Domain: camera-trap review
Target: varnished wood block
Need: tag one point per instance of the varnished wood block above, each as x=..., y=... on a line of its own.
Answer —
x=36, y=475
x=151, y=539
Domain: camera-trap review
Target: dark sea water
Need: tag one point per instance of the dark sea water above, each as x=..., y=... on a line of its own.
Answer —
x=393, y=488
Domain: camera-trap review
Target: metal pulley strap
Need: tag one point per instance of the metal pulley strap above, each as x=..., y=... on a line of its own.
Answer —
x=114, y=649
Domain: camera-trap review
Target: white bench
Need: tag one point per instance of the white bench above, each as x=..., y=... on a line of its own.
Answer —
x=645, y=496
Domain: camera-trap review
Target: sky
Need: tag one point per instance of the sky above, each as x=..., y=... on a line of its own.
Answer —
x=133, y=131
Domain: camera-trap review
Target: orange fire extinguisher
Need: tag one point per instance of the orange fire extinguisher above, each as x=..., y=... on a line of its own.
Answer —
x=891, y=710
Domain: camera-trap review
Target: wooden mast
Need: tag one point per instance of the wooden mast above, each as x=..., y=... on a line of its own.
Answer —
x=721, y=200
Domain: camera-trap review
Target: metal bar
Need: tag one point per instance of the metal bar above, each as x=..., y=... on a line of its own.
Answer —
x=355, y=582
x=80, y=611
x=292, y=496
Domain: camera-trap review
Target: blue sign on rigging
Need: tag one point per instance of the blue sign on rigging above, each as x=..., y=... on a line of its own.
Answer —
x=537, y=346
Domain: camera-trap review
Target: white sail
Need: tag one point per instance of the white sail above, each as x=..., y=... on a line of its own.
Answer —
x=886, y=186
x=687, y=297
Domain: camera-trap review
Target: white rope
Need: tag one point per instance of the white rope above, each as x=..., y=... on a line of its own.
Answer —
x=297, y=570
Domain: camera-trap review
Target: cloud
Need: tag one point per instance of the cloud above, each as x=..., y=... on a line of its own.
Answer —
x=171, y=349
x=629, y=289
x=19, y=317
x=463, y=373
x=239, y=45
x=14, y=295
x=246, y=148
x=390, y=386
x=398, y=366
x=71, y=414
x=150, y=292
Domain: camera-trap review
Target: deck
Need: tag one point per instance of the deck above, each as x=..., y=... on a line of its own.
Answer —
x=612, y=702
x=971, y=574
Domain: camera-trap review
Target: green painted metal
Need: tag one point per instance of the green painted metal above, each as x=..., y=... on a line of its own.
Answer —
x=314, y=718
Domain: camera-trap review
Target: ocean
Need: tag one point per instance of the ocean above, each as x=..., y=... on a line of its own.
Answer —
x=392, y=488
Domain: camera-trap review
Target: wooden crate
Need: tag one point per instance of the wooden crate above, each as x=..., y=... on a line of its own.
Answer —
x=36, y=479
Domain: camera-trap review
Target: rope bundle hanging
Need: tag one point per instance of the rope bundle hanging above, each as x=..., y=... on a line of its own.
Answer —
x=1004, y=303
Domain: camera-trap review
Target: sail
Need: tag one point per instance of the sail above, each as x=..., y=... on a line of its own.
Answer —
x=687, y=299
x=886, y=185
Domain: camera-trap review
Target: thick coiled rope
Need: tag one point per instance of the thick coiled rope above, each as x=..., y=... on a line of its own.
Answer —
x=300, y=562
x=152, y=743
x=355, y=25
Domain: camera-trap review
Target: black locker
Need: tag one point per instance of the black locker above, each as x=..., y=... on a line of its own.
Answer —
__________
AIM OF THE EXERCISE –
Output the lines above exactly, but only those between the line holding "Need: tag one point per instance of the dark" and the line holding "Need: tag one point per instance of the white sail", inclusive.

SOLUTION TO THE EXERCISE –
Need: tag one point per instance of the dark sea water above, each as x=..., y=... on a line of its own.
Answer —
x=393, y=488
Domain: camera-trap review
Target: metal pulley strap
Need: tag one point per instance of the metal pulley strap above, each as x=..., y=... on a line of its own.
Answer —
x=114, y=649
Domain: camera-trap review
Target: white bench
Need: tag one point per instance of the white bench above, each as x=..., y=... on a line of its own.
Answer —
x=645, y=496
Domain: camera-trap review
Target: sky
Need: tag one point per instance of the sky above, each as x=..., y=... on a line of its own.
Answer —
x=133, y=131
Domain: camera-trap review
Target: orange fire extinguisher
Need: tag one point per instance of the orange fire extinguisher above, each as x=..., y=... on a line of its own.
Answer —
x=891, y=710
Domain: camera-trap review
Target: wooden mast
Need: tag one point per instance of the wooden mast above, each as x=..., y=... on a line of its own.
Answer —
x=721, y=200
Domain: camera-trap review
Target: metal bar
Need: tag one point per instance of the metal bar above, each as x=..., y=... on a line of its own.
Answer —
x=355, y=582
x=80, y=611
x=292, y=496
Domain: camera-trap review
Target: blue sign on rigging
Need: tag one point per instance of the blue sign on rigging above, each as x=..., y=... on a line of its own.
Answer —
x=537, y=346
Domain: camera-trap review
Target: white sail
Need: tag one point per instance of the white sail above, each as x=..., y=... on a line of its own.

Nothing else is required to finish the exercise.